--- Start ---
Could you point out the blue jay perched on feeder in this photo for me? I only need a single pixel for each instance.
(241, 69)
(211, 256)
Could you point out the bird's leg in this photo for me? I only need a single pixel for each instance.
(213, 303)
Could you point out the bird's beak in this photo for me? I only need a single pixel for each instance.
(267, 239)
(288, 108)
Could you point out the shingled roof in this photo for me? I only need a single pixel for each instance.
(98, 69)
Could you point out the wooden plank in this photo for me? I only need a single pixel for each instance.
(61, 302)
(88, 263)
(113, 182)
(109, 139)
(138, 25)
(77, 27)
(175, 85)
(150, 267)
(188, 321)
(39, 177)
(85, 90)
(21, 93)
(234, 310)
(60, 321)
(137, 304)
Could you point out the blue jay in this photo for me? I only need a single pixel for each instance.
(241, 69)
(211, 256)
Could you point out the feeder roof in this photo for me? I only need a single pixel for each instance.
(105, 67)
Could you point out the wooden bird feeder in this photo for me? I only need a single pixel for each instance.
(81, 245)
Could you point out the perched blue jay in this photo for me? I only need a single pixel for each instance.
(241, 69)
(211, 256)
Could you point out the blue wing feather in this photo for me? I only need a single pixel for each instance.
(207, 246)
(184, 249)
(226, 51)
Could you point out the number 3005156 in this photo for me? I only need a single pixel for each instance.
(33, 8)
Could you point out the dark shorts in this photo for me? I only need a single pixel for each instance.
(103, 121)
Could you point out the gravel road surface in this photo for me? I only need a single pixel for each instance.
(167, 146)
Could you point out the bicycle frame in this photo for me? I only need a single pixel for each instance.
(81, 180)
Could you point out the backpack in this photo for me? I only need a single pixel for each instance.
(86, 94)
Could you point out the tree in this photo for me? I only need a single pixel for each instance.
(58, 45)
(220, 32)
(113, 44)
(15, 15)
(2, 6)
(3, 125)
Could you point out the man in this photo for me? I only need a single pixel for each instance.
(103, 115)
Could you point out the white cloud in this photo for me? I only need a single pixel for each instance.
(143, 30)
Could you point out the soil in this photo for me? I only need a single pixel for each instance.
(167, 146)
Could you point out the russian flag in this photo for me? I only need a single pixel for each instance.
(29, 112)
--- End ---
Set exercise: Rewrite the records from the line containing "Could you point out the gravel" through the end of the records, inclusive, and return only those lines. Keep each request as it is, and multiply every coordinate in the answers by 1.2, rounding to whole numbers with halves rounded up.

Correct answer:
Could you point out the gravel road surface in this photo for me? I only need a single pixel for each instance.
(200, 175)
Could you point out the bicycle frame in this photo for me? I only need a single pixel for each instance.
(97, 216)
Could you point out the backpack in this photo for me? I only need a single pixel for each instance.
(103, 113)
Could you point out the tree in this photo for me? I only need a single pixel for each instance.
(70, 54)
(264, 38)
(136, 53)
(18, 18)
(2, 7)
(4, 150)
Could you point out the man in this photo for me? I only need a single pixel for each instance.
(124, 138)
Could you point out the white cloud in this photo for me? I only need a single pixel for each instance.
(172, 36)
Could you point out the soil in this photo for me? I only need a single pixel for each instance.
(200, 175)
Could you point out the russian flag in this photo for me? I only need a single pixel for each instance.
(35, 134)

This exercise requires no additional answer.